> [Uyulacak Talimatlar]: Karar metninin "MAHKEMESİ :Asliye Hukuk" ifadesinden "temyiz itirazları yersizdir." ifadesine kadar olan bölümünü, "mahalli mahkemece" yerine "yerel mahkemece" koyarak güncelle ve yeniden yaz.

> [Verilen Metin]:

2. Hukuk Dairesi 2016/14047 E. , 2018/3499 K.


Kilitli
Kullanıcı avatarı
İctihat
Mesajlar: 681327
Kayıt: 30 Mar 2021, 02:46

2. Hukuk Dairesi 2016/14047 E. , 2018/3499 K.


'İçtihat Metni'

MAHKEMESİ :Asliye Hukuk (Aile) Mahkemesi
DAVA TÜRÜ : Boşanma-Ziynet Alacağı

Taraflar arasındaki davanın yapılan muhakemesi sonunda mahalli mahkemece verilen, yukarıda tarihi ve numarası gösterilen hüküm davacı kadın tarafından; tazminatlar ve nafakaların miktarı ile ziynet eşyası alacağı talebi ve ziynet eşyası alacağı davasında hükmolunan vekalet ücreti yönünden, davalı erkek tarafından ise; boşanma ve ziynet eşyası alacağı davalarının tamamına yönelik olarak temyiz edilmekle, evrak okunup gereği görüşülüp düşünüldü:
1-Dosyadaki yazılara, kararın dayandığı delillerle kanuna uygun sebeplere ve özellikle delillerin takdirinde bir yanlışlık görülmemesine göre, tarafların aşağıdaki bentlerin kapsamı dışında kalan temyiz itirazları yersizdir.
2-Tarafların tespit edilen ekonomik ve sosyal durumlarına, boşanmaya yol açan olaylardaki kusur derecelerine, paranın alım gücüne, ihlal edilen mevcut ve beklenen menfaatlerin kapsamına nazaran, davacı kadın yararına hükmolunan maddi tazminat azdır. Türk Medeni Kanununun 4. maddesindeki hakkaniyet ilkesi ile Türk Borçlar Kanununun 50. ve devamı maddeleri hükmü nazara alınarak, daha uygun miktarda maddi tazminat (TMK m. 174/1) takdiri gerekirken, yazılı şekilde hüküm kurulması bozmayı gerektirmiştir.

> [Sağlanan Kayıtlar]:
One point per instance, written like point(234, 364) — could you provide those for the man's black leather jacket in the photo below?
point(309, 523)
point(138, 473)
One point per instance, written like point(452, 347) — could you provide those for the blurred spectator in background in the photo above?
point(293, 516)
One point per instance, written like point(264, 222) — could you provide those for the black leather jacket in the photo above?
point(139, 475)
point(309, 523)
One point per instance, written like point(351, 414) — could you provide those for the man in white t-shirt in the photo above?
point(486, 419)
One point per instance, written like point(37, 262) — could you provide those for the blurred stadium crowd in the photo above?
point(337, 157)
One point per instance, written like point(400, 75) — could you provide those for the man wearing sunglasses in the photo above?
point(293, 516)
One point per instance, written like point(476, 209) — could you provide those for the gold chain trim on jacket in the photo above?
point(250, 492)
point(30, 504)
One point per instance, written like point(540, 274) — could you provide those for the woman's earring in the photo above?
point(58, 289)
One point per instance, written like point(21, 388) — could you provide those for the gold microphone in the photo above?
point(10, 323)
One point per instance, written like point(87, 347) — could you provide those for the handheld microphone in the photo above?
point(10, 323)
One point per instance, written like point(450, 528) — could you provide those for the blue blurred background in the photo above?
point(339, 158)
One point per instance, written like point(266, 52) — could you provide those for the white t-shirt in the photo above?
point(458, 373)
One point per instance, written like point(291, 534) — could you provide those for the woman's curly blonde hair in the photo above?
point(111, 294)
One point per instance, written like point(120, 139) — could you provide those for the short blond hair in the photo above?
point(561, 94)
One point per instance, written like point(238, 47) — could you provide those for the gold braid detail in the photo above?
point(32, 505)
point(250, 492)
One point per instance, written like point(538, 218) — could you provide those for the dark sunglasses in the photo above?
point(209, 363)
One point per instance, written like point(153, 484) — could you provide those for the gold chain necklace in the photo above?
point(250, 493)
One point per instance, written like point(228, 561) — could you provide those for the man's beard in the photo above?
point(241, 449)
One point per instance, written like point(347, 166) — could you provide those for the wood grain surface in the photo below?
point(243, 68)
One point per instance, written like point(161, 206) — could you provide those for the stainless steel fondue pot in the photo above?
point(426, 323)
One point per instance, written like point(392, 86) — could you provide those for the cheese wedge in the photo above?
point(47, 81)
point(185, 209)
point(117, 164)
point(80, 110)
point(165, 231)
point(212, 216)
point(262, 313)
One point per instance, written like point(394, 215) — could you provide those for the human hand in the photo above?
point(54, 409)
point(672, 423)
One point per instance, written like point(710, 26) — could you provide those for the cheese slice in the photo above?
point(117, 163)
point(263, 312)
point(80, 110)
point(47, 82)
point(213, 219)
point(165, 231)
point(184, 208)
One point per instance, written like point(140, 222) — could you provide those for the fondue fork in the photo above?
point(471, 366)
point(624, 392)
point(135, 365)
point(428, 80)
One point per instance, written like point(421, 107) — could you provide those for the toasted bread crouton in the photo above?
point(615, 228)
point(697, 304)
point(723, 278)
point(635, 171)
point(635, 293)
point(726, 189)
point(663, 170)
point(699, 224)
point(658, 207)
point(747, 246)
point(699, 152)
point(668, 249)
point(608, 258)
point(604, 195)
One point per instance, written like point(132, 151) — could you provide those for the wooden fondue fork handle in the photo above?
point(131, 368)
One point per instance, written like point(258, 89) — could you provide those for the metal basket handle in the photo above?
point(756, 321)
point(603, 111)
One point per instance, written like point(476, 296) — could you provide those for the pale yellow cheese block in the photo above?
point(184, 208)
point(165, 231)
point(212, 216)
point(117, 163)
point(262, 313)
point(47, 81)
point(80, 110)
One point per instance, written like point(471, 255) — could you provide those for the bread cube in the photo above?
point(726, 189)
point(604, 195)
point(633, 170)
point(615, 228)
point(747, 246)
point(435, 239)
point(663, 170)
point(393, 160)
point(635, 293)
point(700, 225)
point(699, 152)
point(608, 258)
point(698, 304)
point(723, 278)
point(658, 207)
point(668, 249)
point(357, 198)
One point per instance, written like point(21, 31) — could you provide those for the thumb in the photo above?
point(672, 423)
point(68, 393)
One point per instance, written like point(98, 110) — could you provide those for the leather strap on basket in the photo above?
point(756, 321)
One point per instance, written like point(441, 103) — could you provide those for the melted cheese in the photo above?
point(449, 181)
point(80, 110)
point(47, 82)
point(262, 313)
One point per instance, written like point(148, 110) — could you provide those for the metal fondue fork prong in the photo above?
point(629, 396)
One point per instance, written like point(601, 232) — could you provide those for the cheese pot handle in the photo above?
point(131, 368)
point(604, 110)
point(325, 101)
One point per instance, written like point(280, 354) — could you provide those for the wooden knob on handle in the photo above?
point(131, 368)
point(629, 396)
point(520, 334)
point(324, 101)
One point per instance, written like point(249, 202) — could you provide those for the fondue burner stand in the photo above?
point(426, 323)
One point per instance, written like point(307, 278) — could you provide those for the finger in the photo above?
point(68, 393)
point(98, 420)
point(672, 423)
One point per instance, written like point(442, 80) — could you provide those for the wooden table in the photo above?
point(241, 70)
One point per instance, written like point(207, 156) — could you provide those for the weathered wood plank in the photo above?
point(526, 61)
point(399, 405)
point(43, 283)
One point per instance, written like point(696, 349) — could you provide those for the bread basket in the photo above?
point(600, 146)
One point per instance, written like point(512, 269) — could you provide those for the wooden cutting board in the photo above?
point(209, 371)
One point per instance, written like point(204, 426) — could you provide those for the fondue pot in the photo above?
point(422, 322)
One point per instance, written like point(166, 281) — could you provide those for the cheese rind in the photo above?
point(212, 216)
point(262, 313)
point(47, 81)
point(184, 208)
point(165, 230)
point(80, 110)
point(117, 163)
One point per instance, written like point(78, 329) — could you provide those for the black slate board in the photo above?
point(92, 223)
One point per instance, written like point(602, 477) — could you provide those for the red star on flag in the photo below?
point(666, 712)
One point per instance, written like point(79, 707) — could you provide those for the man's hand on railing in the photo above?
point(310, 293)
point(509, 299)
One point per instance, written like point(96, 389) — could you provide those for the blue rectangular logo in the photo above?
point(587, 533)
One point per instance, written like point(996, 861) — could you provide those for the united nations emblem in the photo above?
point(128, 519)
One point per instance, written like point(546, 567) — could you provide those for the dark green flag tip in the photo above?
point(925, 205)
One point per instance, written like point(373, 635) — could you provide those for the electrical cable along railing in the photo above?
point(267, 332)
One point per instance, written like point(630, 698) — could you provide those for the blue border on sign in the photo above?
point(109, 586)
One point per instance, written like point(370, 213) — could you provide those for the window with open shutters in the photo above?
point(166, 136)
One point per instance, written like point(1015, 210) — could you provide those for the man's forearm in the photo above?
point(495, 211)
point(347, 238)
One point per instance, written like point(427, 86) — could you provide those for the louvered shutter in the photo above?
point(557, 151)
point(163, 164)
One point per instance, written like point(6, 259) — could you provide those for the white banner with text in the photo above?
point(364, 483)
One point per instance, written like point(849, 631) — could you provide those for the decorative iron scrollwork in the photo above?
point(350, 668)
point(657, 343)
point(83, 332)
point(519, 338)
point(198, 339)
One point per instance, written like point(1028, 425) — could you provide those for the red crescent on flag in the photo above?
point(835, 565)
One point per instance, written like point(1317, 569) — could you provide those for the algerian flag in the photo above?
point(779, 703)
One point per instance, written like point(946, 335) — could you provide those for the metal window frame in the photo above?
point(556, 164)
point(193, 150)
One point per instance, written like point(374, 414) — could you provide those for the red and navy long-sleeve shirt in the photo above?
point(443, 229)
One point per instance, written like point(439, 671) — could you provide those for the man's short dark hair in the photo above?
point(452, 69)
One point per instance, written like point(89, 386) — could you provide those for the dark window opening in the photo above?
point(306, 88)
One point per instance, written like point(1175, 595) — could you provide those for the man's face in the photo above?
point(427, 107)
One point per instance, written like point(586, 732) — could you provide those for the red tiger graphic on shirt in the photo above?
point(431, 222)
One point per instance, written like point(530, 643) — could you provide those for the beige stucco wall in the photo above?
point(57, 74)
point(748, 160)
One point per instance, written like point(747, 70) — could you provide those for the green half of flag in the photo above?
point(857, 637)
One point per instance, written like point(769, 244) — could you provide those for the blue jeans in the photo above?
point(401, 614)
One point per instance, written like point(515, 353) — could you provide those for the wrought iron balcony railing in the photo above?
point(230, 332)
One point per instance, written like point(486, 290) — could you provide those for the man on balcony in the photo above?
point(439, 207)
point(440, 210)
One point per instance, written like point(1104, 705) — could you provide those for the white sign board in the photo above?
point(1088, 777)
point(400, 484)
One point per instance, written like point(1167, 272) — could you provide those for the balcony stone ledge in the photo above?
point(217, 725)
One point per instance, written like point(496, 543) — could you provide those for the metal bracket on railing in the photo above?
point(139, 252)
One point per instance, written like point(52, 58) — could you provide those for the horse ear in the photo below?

> [Göreve Yanıt]:
MAHKEMESİ :Asliye Hukuk (Aile) Mahkemesi
DAVA TÜRÜ : Boşanma-Ziynet Alacağı

Taraflar arasındaki davanın yapılan muhakemesi sonunda yerel mahkemece verilen, yukarıda tarihi ve numarası gösterilen hüküm davacı kadın tarafından; tazminatlar ve nafakaların miktarı ile ziynet eşyası alacağı talebi ve ziynet eşyası alacağı davasında hükmolunan vekalet ücreti yönünden, davalı erkek tarafından ise; boşanma ve ziynet eşyası alacağı davalarının tamamına yönelik olarak temyiz edilmekle, evrak okunup gereği görüşülüp düşünüldü:
1-Dosyadaki yazılara, kararın dayandığı delillerle kanuna uygun sebeplere ve özellikle delillerin takdirinde bir yanlışlık görülmemesine göre, tarafların aşağıdaki bentlerin kapsamı dışında kalan temyiz itirazları yersizdir.